Exercise details:
Rewrite the lines starting with the one containing "An AR overlay system needs to highlight the pedestrian" and going on through the one containing "Use the format xmin=56", with "sidewalk" changed to "crosswalk" and nothing else altered. Give back only those lines.

Records for processing:
________
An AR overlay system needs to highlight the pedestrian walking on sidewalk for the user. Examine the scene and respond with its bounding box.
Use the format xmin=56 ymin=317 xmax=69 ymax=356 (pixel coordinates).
________
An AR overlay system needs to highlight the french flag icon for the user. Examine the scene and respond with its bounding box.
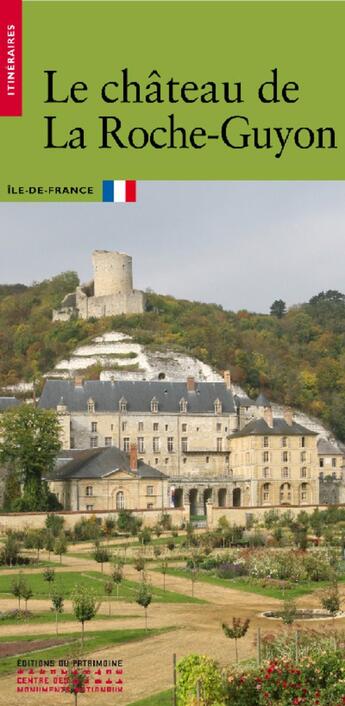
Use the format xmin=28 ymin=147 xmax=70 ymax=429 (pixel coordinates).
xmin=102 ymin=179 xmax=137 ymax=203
________
Finished answer:
An AR overlay system needs to highlight the pedestrian walking on crosswalk for the user. Examine the scene and respond with its bounding box.
Use the format xmin=56 ymin=317 xmax=69 ymax=356 (pixel coordinates).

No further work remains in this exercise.